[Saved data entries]
◇ ◇ ◇ ◇ ◇ ◇ ◇
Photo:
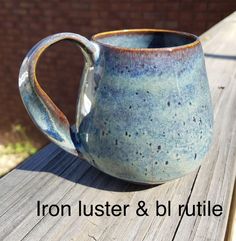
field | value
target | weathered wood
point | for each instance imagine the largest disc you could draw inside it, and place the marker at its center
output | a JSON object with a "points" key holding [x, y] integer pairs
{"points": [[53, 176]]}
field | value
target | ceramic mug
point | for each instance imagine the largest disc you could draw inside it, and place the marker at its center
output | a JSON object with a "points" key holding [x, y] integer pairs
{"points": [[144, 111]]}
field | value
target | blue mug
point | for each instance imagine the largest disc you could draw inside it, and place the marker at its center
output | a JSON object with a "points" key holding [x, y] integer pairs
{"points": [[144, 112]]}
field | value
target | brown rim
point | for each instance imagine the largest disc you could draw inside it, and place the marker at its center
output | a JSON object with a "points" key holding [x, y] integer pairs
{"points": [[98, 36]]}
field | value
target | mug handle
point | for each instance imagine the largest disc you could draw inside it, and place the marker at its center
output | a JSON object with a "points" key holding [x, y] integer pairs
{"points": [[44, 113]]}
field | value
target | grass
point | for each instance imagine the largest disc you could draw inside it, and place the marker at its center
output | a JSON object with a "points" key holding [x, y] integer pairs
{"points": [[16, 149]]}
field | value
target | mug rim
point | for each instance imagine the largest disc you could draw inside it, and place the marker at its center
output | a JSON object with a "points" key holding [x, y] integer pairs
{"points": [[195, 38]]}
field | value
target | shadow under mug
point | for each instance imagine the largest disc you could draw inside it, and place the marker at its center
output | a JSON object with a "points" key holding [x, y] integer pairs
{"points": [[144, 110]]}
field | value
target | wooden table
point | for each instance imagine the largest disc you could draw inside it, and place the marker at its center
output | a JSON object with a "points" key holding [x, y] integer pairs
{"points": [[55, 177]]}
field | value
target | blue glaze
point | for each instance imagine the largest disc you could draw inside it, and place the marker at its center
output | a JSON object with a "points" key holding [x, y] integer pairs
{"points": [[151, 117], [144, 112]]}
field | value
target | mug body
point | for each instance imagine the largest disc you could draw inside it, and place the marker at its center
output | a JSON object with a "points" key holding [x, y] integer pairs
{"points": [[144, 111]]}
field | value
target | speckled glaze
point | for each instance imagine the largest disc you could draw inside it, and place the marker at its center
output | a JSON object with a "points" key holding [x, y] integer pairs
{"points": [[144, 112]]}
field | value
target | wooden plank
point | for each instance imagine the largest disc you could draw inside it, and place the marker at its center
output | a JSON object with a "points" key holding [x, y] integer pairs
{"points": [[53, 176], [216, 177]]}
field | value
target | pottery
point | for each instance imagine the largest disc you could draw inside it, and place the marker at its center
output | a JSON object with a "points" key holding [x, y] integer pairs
◇ ◇ ◇ ◇ ◇ ◇ ◇
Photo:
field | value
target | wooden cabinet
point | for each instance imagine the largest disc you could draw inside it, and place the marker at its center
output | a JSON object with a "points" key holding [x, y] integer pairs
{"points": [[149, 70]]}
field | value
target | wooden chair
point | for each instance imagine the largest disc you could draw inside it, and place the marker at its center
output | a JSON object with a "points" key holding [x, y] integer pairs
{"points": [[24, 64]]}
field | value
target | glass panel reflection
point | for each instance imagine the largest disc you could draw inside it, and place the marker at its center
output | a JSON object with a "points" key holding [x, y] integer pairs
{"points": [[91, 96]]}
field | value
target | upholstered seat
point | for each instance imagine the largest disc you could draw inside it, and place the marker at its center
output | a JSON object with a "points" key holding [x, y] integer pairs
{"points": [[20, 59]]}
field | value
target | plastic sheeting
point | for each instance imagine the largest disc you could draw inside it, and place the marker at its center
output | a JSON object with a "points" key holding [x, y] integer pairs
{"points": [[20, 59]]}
◇ ◇ ◇ ◇ ◇ ◇ ◇
[SET EXERCISE] Pick out each line in the entries above that contains the word "wooden" and copy those lines.

[ANSWER FOR THIS EXERCISE]
target | wooden table
target | wooden plank
target | wooden cabinet
target | wooden chair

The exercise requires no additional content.